◆ DATA RECORDS ◆
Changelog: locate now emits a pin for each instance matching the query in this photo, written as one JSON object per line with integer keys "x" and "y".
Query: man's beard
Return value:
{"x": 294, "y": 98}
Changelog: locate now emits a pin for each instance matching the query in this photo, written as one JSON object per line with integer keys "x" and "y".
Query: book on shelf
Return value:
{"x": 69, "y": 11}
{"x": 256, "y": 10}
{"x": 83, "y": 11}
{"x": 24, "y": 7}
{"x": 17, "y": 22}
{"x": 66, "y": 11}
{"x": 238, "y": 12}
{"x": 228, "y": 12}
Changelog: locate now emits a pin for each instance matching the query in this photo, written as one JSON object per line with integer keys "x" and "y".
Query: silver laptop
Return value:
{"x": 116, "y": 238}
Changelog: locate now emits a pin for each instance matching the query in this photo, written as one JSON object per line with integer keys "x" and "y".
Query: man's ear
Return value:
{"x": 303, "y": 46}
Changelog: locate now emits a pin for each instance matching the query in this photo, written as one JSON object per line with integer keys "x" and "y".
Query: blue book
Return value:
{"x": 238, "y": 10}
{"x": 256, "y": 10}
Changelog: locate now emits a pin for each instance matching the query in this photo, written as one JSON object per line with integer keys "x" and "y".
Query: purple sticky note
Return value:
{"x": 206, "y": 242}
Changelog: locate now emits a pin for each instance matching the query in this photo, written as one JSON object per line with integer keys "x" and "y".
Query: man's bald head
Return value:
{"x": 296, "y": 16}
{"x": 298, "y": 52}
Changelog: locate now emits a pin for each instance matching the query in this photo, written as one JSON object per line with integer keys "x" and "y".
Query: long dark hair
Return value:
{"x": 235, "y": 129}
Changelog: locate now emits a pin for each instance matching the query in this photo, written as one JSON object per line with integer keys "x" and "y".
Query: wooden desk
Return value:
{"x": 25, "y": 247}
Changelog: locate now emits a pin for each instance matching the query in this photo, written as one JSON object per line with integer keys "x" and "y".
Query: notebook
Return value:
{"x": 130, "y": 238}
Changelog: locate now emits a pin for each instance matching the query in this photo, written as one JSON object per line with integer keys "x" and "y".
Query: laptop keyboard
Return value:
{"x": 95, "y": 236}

◆ DIRECTIONS FOR THIS TASK ◆
Look through the records and gather every line containing "laptop".

◆ EXERCISE RESPONSE ◆
Query: silver laptop
Query: laptop keyboard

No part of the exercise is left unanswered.